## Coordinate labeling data
········
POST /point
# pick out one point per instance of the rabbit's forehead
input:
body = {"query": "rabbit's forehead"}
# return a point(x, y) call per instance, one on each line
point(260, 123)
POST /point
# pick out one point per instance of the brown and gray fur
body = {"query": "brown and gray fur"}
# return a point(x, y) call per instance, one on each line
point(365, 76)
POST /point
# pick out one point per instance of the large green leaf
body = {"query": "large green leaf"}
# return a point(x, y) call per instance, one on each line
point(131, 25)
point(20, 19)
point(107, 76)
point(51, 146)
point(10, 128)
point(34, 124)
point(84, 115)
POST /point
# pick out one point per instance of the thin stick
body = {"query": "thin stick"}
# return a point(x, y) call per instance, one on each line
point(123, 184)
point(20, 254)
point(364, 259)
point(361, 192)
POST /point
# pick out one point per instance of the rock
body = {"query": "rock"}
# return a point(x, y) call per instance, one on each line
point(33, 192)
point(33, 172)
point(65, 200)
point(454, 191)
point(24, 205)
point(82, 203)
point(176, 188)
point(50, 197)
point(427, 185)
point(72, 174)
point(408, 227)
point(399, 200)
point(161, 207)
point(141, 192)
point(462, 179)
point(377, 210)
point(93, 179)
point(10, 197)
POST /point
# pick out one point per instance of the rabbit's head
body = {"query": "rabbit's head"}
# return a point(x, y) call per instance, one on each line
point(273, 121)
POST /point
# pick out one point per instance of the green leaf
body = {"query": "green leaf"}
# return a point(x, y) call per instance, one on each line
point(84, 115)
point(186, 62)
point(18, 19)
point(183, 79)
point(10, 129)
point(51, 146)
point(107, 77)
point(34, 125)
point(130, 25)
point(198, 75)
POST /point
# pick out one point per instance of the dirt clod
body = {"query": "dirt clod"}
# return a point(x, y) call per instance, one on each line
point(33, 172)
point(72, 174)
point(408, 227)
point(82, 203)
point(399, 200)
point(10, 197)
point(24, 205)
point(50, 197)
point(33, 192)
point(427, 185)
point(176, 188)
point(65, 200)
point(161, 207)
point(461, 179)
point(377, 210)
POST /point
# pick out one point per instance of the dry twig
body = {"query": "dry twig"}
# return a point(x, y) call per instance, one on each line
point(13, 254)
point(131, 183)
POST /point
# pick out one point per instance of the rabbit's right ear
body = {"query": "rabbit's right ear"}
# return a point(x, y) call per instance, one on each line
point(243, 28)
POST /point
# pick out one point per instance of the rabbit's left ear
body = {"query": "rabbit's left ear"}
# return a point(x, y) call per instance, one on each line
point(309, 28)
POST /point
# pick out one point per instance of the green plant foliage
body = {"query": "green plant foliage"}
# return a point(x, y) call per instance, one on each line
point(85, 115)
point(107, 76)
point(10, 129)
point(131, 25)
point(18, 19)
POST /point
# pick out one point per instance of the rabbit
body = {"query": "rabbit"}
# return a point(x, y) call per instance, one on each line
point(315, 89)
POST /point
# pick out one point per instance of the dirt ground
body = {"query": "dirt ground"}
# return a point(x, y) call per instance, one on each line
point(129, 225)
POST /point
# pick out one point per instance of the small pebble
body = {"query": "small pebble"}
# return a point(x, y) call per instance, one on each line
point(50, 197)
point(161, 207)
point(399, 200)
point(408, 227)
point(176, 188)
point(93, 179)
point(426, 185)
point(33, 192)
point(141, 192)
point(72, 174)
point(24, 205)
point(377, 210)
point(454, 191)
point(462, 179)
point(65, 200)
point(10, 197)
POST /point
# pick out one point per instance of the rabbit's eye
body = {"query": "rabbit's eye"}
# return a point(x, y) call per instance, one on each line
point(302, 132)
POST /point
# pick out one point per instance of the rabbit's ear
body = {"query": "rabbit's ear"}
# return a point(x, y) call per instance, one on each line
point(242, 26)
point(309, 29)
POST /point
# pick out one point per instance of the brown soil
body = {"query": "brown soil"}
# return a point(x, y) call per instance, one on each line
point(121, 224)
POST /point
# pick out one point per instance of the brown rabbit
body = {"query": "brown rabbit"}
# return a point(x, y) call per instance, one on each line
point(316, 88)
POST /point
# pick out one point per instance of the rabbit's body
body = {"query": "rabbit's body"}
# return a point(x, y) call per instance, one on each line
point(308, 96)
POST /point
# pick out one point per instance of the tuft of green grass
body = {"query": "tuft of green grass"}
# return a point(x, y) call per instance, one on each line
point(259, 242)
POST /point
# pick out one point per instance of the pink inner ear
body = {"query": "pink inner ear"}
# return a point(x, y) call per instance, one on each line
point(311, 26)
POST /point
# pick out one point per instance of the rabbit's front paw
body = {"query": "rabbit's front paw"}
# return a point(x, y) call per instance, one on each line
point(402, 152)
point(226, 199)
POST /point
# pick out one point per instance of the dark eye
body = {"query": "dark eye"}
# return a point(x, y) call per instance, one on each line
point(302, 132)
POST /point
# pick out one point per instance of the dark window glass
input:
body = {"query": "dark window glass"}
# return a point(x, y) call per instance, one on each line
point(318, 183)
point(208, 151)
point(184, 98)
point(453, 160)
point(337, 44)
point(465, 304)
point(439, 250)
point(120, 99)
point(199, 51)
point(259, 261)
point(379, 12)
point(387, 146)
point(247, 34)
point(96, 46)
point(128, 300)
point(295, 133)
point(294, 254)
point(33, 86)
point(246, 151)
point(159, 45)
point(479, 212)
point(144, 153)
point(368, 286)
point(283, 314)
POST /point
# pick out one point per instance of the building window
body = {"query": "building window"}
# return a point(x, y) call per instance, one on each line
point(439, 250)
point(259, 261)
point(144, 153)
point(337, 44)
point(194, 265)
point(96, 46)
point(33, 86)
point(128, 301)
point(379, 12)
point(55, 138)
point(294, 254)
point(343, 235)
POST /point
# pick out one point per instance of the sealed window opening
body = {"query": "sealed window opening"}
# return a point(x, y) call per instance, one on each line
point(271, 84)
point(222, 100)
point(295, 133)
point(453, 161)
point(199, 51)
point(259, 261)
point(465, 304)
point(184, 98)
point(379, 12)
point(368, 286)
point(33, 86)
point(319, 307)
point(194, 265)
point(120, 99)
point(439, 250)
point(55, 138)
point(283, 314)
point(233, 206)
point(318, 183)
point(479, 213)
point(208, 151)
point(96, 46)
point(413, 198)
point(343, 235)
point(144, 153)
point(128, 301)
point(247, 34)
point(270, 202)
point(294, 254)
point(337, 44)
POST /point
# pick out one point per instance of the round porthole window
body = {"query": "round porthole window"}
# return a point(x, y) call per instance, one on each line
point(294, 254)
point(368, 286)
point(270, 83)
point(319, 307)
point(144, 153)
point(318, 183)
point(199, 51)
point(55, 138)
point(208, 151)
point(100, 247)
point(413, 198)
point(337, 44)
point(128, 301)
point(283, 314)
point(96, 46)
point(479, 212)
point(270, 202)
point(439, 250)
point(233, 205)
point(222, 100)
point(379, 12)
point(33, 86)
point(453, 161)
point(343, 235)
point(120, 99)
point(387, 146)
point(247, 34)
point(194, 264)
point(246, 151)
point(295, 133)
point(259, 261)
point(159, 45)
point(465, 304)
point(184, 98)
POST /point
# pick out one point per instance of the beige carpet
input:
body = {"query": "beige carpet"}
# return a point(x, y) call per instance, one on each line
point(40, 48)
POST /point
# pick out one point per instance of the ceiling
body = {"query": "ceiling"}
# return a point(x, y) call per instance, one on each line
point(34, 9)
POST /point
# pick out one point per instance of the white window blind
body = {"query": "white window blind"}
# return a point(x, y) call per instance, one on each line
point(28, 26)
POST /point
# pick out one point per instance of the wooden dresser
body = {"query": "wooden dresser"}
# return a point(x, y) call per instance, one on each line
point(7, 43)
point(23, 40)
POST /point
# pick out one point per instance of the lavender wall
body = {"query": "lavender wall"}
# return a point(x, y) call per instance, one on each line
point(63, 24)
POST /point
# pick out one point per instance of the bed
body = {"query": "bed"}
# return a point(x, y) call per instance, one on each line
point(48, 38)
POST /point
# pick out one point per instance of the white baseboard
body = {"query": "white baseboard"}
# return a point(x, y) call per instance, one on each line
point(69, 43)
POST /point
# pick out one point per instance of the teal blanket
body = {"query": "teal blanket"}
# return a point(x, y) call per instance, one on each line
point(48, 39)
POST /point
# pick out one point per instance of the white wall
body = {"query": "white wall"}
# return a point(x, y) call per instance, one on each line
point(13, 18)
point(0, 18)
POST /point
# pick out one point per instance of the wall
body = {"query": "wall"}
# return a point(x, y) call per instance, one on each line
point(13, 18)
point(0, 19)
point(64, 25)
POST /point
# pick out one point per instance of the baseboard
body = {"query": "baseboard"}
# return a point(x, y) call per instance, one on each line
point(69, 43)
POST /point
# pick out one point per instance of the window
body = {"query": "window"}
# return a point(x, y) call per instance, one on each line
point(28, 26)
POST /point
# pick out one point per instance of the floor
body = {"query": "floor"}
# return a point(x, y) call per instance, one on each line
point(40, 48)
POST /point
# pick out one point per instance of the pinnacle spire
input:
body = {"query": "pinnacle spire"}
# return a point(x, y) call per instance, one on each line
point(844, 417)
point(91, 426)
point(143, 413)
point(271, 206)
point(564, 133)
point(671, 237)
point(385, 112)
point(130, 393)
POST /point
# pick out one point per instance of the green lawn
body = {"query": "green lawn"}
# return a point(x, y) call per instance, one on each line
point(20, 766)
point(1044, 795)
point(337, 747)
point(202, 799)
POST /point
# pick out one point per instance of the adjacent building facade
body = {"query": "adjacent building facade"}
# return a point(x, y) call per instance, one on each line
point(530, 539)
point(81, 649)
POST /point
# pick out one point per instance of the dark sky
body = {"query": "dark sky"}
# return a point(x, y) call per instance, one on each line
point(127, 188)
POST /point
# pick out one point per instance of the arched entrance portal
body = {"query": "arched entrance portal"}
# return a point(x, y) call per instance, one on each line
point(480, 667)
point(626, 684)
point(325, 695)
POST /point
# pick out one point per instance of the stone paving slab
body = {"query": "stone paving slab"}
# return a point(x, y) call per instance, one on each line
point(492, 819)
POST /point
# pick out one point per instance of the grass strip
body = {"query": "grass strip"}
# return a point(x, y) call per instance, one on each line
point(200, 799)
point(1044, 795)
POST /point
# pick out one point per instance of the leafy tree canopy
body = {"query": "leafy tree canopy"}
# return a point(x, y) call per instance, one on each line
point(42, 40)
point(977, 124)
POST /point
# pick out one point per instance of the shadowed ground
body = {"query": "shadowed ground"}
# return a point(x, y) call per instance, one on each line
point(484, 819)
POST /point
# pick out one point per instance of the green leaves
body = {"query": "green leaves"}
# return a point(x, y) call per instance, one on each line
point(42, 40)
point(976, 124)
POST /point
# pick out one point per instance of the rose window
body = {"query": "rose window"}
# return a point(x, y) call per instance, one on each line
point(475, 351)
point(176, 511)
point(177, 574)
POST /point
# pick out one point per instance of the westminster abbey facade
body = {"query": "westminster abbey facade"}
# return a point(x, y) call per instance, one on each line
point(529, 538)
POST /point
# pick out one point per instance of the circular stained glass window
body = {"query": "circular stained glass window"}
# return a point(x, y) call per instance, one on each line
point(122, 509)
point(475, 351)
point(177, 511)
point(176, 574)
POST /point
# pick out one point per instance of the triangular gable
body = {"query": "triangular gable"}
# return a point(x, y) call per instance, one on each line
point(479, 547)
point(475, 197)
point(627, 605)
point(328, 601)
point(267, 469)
········
## INSTRUCTIONS TO FOLLOW
Find every line in the data above that contains the word "pebble", and copy each of those lines.

## THE RESPONSE
# pick out one point per instance of the small pebble
body = {"query": "small pebble"}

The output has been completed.